### RECORDS SHOWN:
┌────────
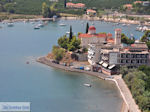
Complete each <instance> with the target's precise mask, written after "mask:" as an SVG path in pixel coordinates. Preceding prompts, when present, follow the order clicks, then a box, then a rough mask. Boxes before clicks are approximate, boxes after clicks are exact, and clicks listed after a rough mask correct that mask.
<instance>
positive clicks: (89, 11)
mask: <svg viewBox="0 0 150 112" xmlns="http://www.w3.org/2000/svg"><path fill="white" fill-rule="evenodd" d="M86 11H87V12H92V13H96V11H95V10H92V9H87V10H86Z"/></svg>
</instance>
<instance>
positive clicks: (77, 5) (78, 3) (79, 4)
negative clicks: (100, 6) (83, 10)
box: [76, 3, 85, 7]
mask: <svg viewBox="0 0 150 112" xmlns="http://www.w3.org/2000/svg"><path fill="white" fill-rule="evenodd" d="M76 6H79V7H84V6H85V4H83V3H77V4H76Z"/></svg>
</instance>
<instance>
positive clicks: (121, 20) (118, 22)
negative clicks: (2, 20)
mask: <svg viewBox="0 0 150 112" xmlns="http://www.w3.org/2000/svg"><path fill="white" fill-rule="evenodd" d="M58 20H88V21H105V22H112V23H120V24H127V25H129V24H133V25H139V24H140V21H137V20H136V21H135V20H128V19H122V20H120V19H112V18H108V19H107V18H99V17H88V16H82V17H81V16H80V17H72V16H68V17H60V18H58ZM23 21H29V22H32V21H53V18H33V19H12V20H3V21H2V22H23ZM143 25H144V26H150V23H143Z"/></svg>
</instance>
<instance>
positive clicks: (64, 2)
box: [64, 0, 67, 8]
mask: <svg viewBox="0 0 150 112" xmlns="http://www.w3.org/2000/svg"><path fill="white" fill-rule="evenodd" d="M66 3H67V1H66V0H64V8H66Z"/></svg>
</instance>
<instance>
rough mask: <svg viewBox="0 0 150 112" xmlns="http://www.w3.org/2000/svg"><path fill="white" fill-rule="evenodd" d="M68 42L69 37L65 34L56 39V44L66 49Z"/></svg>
└────────
### TASK TO CARRY OUT:
Keep every word of the records exact as you write them out, but drop the pictures.

### TASK OUTPUT:
Complete each <instance> with the target's precise mask, written after "mask:" as an SVG path in pixel coordinates. Preceding prompts, when present, follow the order clicks, then a box, then a rough mask. Boxes before clicks are approximate, boxes after clicks are exact, and clicks listed after a rough mask correct that mask.
<instance>
positive clicks: (89, 11)
mask: <svg viewBox="0 0 150 112" xmlns="http://www.w3.org/2000/svg"><path fill="white" fill-rule="evenodd" d="M86 11H87V12H92V13H96V11H95V10H92V9H87V10H86Z"/></svg>
</instance>
<instance>
positive clicks: (77, 5) (78, 3) (79, 4)
negative clicks: (100, 6) (83, 10)
box: [76, 3, 85, 7]
mask: <svg viewBox="0 0 150 112" xmlns="http://www.w3.org/2000/svg"><path fill="white" fill-rule="evenodd" d="M76 6H79V7H84V6H85V4H83V3H77V4H76Z"/></svg>
</instance>
<instance>
positive clicks: (121, 20) (118, 22)
negative clicks: (2, 20)
mask: <svg viewBox="0 0 150 112" xmlns="http://www.w3.org/2000/svg"><path fill="white" fill-rule="evenodd" d="M58 20H88V21H105V22H112V23H120V24H127V25H129V24H133V25H139V24H140V21H137V20H136V21H135V20H128V19H122V20H120V19H112V18H108V19H107V18H99V17H88V16H82V17H81V16H80V17H72V16H68V17H60V18H58ZM23 21H29V22H32V21H53V18H33V19H12V20H3V21H2V22H23ZM143 25H144V26H150V23H143Z"/></svg>
</instance>
<instance>
positive clicks: (64, 2)
box: [64, 0, 67, 8]
mask: <svg viewBox="0 0 150 112" xmlns="http://www.w3.org/2000/svg"><path fill="white" fill-rule="evenodd" d="M66 3H67V1H66V0H64V8H66Z"/></svg>
</instance>
<instance>
rough mask: <svg viewBox="0 0 150 112" xmlns="http://www.w3.org/2000/svg"><path fill="white" fill-rule="evenodd" d="M68 42L69 37L65 34L56 39V44L66 49Z"/></svg>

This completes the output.